The exercise: Copy out the lines from the one containing "Identify the green" to the one containing "[385,290,434,388]", both included, with no changes.

Records for this task:

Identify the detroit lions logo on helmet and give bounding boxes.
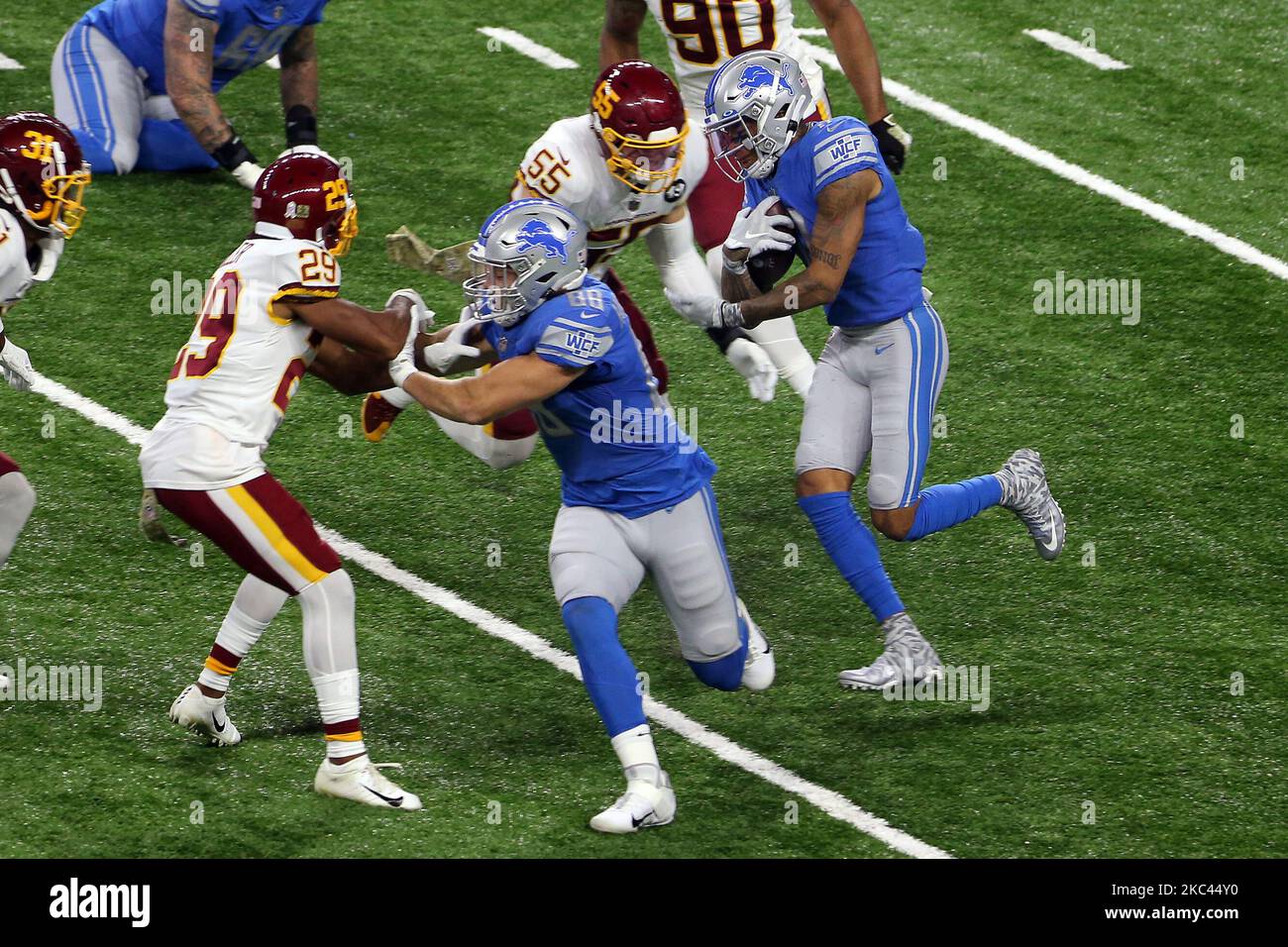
* * *
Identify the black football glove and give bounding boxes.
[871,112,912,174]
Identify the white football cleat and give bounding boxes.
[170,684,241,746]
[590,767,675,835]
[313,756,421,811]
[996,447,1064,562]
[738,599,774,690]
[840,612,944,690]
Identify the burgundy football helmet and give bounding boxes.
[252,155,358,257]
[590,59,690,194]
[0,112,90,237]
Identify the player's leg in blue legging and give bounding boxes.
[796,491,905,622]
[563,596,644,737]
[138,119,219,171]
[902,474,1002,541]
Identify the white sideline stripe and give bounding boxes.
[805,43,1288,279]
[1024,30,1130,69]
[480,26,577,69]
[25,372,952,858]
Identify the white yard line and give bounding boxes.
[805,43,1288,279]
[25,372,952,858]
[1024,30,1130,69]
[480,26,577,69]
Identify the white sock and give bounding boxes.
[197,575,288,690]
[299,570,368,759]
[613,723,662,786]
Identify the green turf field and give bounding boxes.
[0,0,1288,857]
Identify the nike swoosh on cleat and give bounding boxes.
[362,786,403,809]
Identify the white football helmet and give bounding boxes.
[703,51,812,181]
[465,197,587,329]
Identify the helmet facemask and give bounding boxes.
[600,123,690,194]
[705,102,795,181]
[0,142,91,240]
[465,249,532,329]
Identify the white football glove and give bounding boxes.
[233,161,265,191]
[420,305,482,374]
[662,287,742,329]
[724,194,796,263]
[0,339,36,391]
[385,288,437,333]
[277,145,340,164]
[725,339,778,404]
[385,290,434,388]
* * *
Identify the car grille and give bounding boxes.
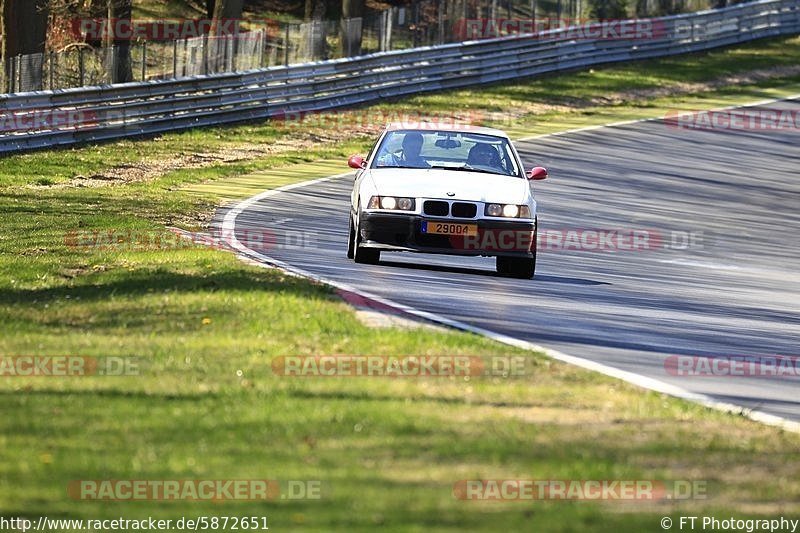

Worked answer:
Identify the green turf field and give bounding boxes.
[0,0,1288,857]
Identify the nike swoosh on cleat and give bounding boxes.
[362,786,403,809]
Identify the white football helmet and give bounding boxes.
[703,51,812,181]
[465,197,587,329]
Identify the helmet facemask and give bounding boxes.
[600,123,690,194]
[705,102,795,181]
[0,142,91,240]
[465,249,532,329]
Identify the white football glove and give bounding boxes.
[233,161,265,191]
[420,305,482,374]
[662,287,742,329]
[724,194,796,263]
[0,339,36,391]
[385,288,437,333]
[277,145,340,164]
[725,339,778,404]
[385,290,434,388]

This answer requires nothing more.